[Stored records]
========================================================================
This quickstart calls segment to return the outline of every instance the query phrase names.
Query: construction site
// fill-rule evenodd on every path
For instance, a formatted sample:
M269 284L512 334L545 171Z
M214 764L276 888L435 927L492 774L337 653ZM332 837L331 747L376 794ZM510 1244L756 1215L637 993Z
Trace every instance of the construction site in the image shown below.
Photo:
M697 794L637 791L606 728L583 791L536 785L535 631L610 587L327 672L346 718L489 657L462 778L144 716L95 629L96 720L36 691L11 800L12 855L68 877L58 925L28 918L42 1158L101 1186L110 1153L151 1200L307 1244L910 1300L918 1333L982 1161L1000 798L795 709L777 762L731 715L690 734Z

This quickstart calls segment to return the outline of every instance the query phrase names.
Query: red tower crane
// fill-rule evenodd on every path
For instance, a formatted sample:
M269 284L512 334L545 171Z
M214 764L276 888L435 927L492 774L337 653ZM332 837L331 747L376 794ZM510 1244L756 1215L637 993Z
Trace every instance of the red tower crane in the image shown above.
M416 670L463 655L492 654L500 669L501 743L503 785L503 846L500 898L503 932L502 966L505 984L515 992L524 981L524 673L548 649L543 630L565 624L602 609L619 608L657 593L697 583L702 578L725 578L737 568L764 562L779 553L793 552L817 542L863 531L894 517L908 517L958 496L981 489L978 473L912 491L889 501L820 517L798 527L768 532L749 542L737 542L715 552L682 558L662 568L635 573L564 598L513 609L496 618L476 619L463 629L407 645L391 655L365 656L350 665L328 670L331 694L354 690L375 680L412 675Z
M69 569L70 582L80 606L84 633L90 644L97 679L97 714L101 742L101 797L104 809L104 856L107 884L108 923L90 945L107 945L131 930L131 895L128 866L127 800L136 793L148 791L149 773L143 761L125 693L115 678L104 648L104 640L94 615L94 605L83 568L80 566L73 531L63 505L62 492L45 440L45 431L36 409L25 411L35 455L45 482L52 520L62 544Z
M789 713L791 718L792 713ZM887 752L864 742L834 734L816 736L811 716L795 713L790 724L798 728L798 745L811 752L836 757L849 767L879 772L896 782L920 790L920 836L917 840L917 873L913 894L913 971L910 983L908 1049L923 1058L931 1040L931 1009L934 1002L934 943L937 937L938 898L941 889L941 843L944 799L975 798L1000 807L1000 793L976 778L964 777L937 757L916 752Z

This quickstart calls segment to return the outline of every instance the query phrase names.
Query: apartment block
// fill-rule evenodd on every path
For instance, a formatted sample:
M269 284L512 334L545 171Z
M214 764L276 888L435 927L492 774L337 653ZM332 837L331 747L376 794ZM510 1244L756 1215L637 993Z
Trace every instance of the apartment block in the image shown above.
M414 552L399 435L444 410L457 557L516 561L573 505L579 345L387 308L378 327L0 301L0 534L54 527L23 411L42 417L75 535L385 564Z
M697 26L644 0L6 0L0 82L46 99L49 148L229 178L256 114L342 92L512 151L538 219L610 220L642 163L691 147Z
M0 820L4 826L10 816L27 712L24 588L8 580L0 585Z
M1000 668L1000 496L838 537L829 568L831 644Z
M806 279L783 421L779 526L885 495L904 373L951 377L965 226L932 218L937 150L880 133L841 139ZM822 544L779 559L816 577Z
========================================================================
Each line from the start of the records through the line holding "Trace every instance of the construction" must be returned exactly; nothing else belongs in the answer.

This quickstart calls segment to return the outline of every instance the query phrase names.
Query: construction site
// fill-rule evenodd on every path
For instance, a formatted sample:
M269 284L512 334L545 171Z
M214 764L276 888L435 927L492 774L337 653ZM332 837L331 747L376 794ZM510 1244L756 1215L637 993Z
Trace every instance of the construction site in the image shown below.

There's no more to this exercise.